-------- Document segment --------

Process researcher-emitted Optimizer auxiliary variables, if any. Reset auxiliary variables to zero vectors for local parameters.

Returns:

Type	Description
`Optional[str]`	Error message, empty if the operation was successful.

Source code in fedbiomed/node/round.py

def process_optim_aux_var(self) -> Optional[str]:
    """Process researcher-emitted Optimizer auxiliary variables, if any.
    Reset auxiliary variables to zero vectors for local parameters.

    Returns:
        Error message, empty if the operation was successful.
    """
    # Early-exit if there are no auxiliary variables to process.
    if not any(self.aux_vars):
        return None
    # Fetch the training plan's BaseOptimizer.
    try:
        optimizer = self._get_base_optimizer()
    except FedbiomedRoundError as exc:
        return str(exc)
    # Verify that the BaseOptimizer wraps an Optimizer.
    if not isinstance(optimizer.optimizer, Optimizer):
        return (
            "Received Optimizer auxiliary variables, but the "
            "TrainingPlan does not manage a compatible Optimizer."
        )
    # Pass auxiliary variables to the Optimizer.
    try:
        full_model_weights = self.training_plan.get_model_params(
            only_trainable=False, exclude_buffers=False, local_params=None
        )
        local_params = list(
            self.training_plan.filter_model_params_by_tags(
                full_model_weights, required_tags={"local"}
            ).keys()
        )
        aux_vars = optimizer.optimizer.restore_aux(
            self.aux_vars, full_model_weights, local_params
        )
        optimizer.optimizer.set_aux(aux_vars)
    except FedbiomedOptimizerError as exc:
        return (
            "TrainingPlan Optimizer failed to ingest the provided "
            f"auxiliary variables: {repr(exc)}"
        )
    # early stop if secagg is activated and optimizer has more than one module that accepts
    # auxiliary variable
    if optimizer.count_nb_auxvar() > 1 and self._secure_aggregation.use_secagg:
        return (
            "Can not parse more than one `declearn` module requiring auxiliary variables while"
            " Secure Aggregation activated. Aborting..."
        )
    return None

run_model_training ¶

run_model_training(tp_approval, secagg_insecure_validation, secagg_active, force_secagg, secagg_arguments=None)

Runs one round of model training

Parameters:

Name	Type	Description	Default
`tp_approval`	`bool`	True if training plan approval by node is requested	required
`secagg_insecure_validation`	`bool`	True if (potentially insecure) consistency check is enabled	required
`secagg_active`	`bool`	True if secure aggregation is enabled on node	required
`force_secagg`	`bool`	True is secure aggregation is mandatory on node	required
`secagg_arguments`	`Union[Dict[str, Any], None]`	arguments for secure aggregation, some are specific to the scheme	`None`

Returns:

Type	Description
`TrainReply`	Returns the corresponding node message, training reply instance

Source code in fedbiomed/node/round.py

def run_model_training(
    self,
    tp_approval: bool,
    secagg_insecure_validation: bool,
    secagg_active: bool,
    force_secagg: bool,
    secagg_arguments: Union[Dict[str, Any], None] = None,
) -> TrainReply:
    """Runs one round of model training

    Args:
        tp_approval: True if training plan approval by node is requested
        secagg_insecure_validation: True if (potentially insecure) consistency check is enabled
        secagg_active: True if secure aggregation is enabled on node
        force_secagg: True is secure aggregation is mandatory on node
        secagg_arguments: arguments for secure aggregation, some are specific to the scheme

    Returns:
        Returns the corresponding node message, training reply instance
    """

--------

To be done:
a: Check each statement against the round.py documentation and answer yes or no, quoting the words that decide it: (i) process_optim_aux_var exits early when there are no auxiliary variables to process; (ii) the secagg_arguments parameter of run_model_training must always be supplied; (iii) process_optim_aux_var returns an error message when secure aggregation is active and the optimizer has more than one module that accepts auxiliary variables.
b: Reproduce everything in the round.py documentation from the words "# Early-exit if" down to the words "wraps an Optimizer.".

-------- Record list --------

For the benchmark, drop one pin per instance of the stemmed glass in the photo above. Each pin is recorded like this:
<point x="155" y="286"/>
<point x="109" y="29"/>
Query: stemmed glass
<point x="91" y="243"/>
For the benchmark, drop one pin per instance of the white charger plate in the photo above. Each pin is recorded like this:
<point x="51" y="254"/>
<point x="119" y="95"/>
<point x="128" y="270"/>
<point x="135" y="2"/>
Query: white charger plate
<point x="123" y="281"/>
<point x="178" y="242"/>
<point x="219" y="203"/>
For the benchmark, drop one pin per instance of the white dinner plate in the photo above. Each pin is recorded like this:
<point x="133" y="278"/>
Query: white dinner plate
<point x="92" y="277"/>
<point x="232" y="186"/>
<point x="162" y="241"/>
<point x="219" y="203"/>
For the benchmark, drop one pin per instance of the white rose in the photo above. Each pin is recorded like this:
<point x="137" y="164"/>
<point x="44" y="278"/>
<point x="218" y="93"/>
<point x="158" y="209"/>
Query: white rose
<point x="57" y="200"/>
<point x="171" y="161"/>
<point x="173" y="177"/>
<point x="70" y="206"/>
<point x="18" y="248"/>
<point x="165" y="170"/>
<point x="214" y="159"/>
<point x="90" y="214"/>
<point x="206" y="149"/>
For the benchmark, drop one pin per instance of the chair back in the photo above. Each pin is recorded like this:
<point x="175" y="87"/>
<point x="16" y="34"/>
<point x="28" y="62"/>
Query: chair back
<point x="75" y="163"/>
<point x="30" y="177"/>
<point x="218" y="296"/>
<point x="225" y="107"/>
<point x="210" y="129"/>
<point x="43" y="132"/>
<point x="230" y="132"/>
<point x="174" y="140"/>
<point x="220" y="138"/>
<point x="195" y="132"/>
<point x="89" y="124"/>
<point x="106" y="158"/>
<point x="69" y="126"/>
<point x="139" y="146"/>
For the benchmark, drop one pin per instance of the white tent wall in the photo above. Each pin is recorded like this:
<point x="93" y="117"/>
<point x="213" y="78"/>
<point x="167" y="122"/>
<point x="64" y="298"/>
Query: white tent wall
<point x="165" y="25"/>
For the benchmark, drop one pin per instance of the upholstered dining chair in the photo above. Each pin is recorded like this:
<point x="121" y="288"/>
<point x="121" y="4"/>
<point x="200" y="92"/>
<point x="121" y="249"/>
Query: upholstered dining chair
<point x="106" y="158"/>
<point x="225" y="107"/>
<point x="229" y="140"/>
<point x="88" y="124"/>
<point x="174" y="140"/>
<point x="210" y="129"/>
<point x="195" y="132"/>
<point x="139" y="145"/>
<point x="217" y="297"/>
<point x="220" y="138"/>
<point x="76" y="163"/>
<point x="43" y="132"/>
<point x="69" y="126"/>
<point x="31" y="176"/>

--------
-------- Record list --------

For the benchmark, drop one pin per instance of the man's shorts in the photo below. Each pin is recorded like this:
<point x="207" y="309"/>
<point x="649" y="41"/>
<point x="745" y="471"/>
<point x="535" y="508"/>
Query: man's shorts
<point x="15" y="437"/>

--------

Task results:
a:
(i) Yes: "Early-exit if there are no auxiliary variables to process."
(ii) No: "secagg_arguments: Union[Dict[str, Any], None] = None"
(iii) Yes: "if optimizer.count_nb_auxvar() > 1 and self._secure_aggregation.use_secagg:"

b:
# Early-exit if there are no auxiliary variables to process.
    if not any(self.aux_vars):
        return None
    # Fetch the training plan's BaseOptimizer.
    try:
        optimizer = self._get_base_optimizer()
    except FedbiomedRoundError as exc:
        return str(exc)
    # Verify that the BaseOptimizer wraps an Optimizer.